EXERCISE DATA:
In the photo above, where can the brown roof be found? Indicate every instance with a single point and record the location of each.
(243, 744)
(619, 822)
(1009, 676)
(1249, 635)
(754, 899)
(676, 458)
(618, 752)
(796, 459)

WORK TO DO: Please rewrite the entries above, replacing "brown roof" with "red roof" and leaving everything else unchanged.

FINISHED ANSWER:
In the photo above, where can the red roof be found? Indicate every instance with a single point and record the location of each.
(243, 744)
(619, 822)
(1009, 676)
(1249, 635)
(754, 899)
(676, 458)
(618, 752)
(796, 459)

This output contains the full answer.